#### [Quoted passage]
______________________________

Workshop: Fine-Tuning a Chemical Language Model

In the morning lecture you learned how chemical language models (CLMs) are pre-trained on large molecular libraries to learn the "grammar" of SMILES strings. This workshop is the hands-on counterpart: you will fine-tune that pre-trained model on your own molecular dataset, and evaluate what it learned.

We (the instructors) will be walking around throughout the session — raise your hand or call us over any time you have a question, hit an error, or want to discuss your results. No question is too small.

Schedule

Block	Content
~1 h	Notebooks 1–4: clean, split, inspect, and augment your data
— break —	Notebook 5: start fine-tuning just before the break — the model trains while you are away
~1 h	Notebook 6: evaluate your model's output and discuss results

Aim to reach the fine-tuning step (Notebook 5) and have the training running before the break. The training itself takes 10–20 minutes and does not need supervision.

______________________________

#### [Dataset]

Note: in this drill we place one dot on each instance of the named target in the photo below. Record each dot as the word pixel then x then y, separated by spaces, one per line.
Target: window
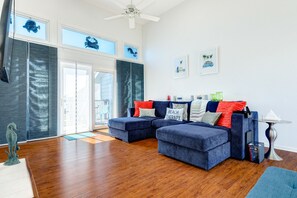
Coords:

______________________________

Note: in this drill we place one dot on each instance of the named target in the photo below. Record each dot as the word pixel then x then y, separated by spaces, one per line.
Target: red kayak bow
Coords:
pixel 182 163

______________________________

#### [Task set]
1) Answer these questions using the workshop page on fine-tuning a chemical language model.
(a) During pre-training, what do chemical language models learn the "grammar" of?
(b) Which notebook is used to evaluate the model's output?
(c) How long does the training itself take?
2) From the workshop page on fine-tuning a chemical language model, copy out the passage between "We (the instructors)" and "not need supervision.", inclusive.

#### [Expected responses]
1)
(a) SMILES strings
(b) Notebook 6
(c) 10–20 minutes

2)
We (the instructors) will be walking around throughout the session — raise your hand or call us over any time you have a question, hit an error, or want to discuss your results. No question is too small.

Schedule

Block	Content
~1 h	Notebooks 1–4: clean, split, inspect, and augment your data
— break —	Notebook 5: start fine-tuning just before the break — the model trains while you are away
~1 h	Notebook 6: evaluate your model's output and discuss results

Aim to reach the fine-tuning step (Notebook 5) and have the training running before the break. The training itself takes 10–20 minutes and does not need supervision.